--- Dane wejściowe ---
# # # # #

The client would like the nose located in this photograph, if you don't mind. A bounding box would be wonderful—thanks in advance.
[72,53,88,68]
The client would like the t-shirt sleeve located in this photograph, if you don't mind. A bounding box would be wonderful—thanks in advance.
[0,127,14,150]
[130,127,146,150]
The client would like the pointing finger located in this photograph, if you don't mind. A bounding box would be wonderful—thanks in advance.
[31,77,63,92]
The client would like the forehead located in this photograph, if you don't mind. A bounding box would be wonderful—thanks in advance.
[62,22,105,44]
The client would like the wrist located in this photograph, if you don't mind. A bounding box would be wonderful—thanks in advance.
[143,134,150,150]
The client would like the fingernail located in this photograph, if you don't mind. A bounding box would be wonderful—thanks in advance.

# # # # #

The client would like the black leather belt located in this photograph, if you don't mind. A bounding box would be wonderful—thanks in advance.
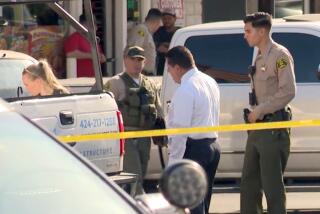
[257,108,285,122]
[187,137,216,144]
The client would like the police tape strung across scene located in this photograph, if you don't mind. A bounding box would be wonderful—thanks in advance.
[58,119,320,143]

# # # # #

--- Krótkie ćwiczenie ---
Przepisz bez zmian fragment powyższych danych, który zaczyna się od wiersza zawierającego "The client would like the black", a kończy na wierszu zawierającym "[58,119,320,143]", łącznie z obydwoma tymi wierszami. W odpowiedzi pomiń obrazy.

--- Rozwiązanie ---
The client would like the black leather belt located in this photograph, if you don't mind. A bounding box would be wonderful—thanks in advance.
[257,108,285,122]
[187,137,216,144]
The client would like the police tape strung across scene located in this photograph, if you don't mind. A bounding box would be wonderful—thanks in advance.
[58,119,320,143]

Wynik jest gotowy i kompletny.